Laman

Minggu, 21 Juli 2013

Foto News: di Masjid Tiban Turen Malang





Masjid Ajaib atau juga Masjid Tiban adalah sebenarnya Pondok Pesantren Salafiah Bihaaru Bahri Asali Fadlaailir Rahmah yang terletak di Turen, Kabupaten Malang, Jawa Timur. Pondok Pesantren Salafiah Bihaaru Bahri Asali Fadlaailir Rahmah (Bi Ba’a Fadlrah). Nama yang cukup panjang yang mempunyai makna Laut Madu atau, "Fadilah Rohmat" (Segarane, Segara, Madune, Fadhole Rohmat-terjemahan Bahasa Jawa)
Disebut Masjid tiban karena Konon masjid yang sangat megah ini dibangun tanpa sepengetahuan warga sekitar, dan menurut mitos dibangun oleh jin dalam waktu hanya semalam. Namun, ketika desas-desus ini dikonfirmasi kepada “orang dalam”, dikatakan bahwa pembangunan masjid – yang sebenarnya merupakan kompleks pondok pesantren secara keseluruhan – semua bersifat transparan karena dikerjakan oleh santri dan jamaah. Bantahan dari “orang dalam” itu jelas sekali terpampang di depan meja penerima tamu dengan tulisan besar-besar, “Apabila ada orang yang mengatakan bahwa ini adalah pondok tiban (pondok muncul dengan sendirinya), dibangun oleh jin dsb., itu tidak benar. Karena bangunan ini adalah Pondok Pesantren Salafiyah Bihaaru Bahri ‘Asali Fadlaailir Rahmah yang murni dibangun oleh para santri dan jamaah.”

**Daftar Catatan:**
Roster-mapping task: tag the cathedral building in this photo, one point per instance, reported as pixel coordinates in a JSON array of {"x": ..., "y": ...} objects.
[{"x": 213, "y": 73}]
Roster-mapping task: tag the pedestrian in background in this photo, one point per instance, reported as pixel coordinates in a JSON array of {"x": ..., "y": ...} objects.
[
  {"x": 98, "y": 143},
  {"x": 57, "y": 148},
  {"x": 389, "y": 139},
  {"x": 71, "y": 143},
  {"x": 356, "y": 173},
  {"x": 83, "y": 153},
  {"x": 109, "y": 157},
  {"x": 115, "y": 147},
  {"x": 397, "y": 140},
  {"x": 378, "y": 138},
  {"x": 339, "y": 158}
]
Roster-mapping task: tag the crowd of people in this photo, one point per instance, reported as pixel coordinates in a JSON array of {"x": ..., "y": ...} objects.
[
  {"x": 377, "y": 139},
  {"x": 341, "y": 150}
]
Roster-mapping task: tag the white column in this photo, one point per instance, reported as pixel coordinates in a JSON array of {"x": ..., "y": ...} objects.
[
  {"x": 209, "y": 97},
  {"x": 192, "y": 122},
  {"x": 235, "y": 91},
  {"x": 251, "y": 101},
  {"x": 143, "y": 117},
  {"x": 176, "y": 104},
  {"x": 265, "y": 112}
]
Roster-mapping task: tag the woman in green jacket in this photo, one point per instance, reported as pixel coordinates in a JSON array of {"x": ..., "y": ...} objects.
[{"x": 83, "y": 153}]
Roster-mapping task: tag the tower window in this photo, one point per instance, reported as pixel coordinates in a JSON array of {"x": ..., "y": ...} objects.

**Tugas A:**
Sebutkan semua nama wilayah yang dipakai teks tentang Masjid Tiban untuk menyatakan letak pondok pesantren itu.
**Tugas B:**
Menurut tulisan di depan meja penerima tamu dalam teks tentang Masjid Tiban, siapa yang membangun pondok pesantren itu?
**Tugas C:**
Tuliskan lanjutan teks tentang Masjid Tiban mulai sesudah kalimat terakhirnya.

**Jawaban A:**
Turen, Kabupaten Malang, Jawa Timur

**Jawaban B:**
Para santri dan jamaah.

**Jawaban C:**
Pondok Pesantren tersebut konon mulai dibangun pada tahun 1978 oleh Romo Kiai Haji Ahmad Bahru Mafdlaluddin Shaleh Al-Mahbub Rahmat Alam, atau yang akrab disapa Romo Kiai Ahmad. Bangunan utama pondok dan masjid tersebut sudah mencapai 10 lantai, tingkat 1 sampai dengan 4 digunakan sebagai tempat kegiatan para santri Pondokan, lantai 6 seperti ruang keluarga, sedangkan lantai 5, 7, 8 terdapat toko-toko kecil yang di kelola oleh para santriwati (Santri Wanita), berbagai macam makanan ringan dijual dengan harga murah, selain itu ada juga barang-barang yang dijual berupa pakaian sarung, sajadah, jilbab, tasbih dan sebagainya.
Tak hanya unik, di dalam ponpes tersebut juga tersedia kolam renang, dilengkapi perahu yang hanya khusus untuk dinaiki wisatawan anak-anak. Di dalam komplek ponpes itu juga terdapat berbagai jenis binatang seperti kijang, monyet, kelinci, aneka jenis ayam dan burung.
Arsitek dari pembangunan ponpes ini bukanlah seseorang yang belajar dari ilmu arsitektur perguruan tinggi, melainkan hasil dari istikharah pemilik pondok, KH Achmad Bahru Mafdloludin Sholeh. Karenanya, bentuknya menjadi sangat unik, seperti perpaduan timur tengah, china dan modern. Untuk pembangunannya pun tidak menggunakan alat-alat berat dan modern seperti halnya untuk membangun gedung bertingkat. Semuanya dikerjakan oleh para santri yang berjumlah 250 orang dan beberapa penduduk di sekitar pondok. Romo Kiai sudah mulai membangun pondok dengan material apa adanya. Contohnya, waktu itu adanya baru batu merah saja maka batu merah itulah yang dipasang dengan luluh (adonan) dari tanah liat (lumpur atau ledok).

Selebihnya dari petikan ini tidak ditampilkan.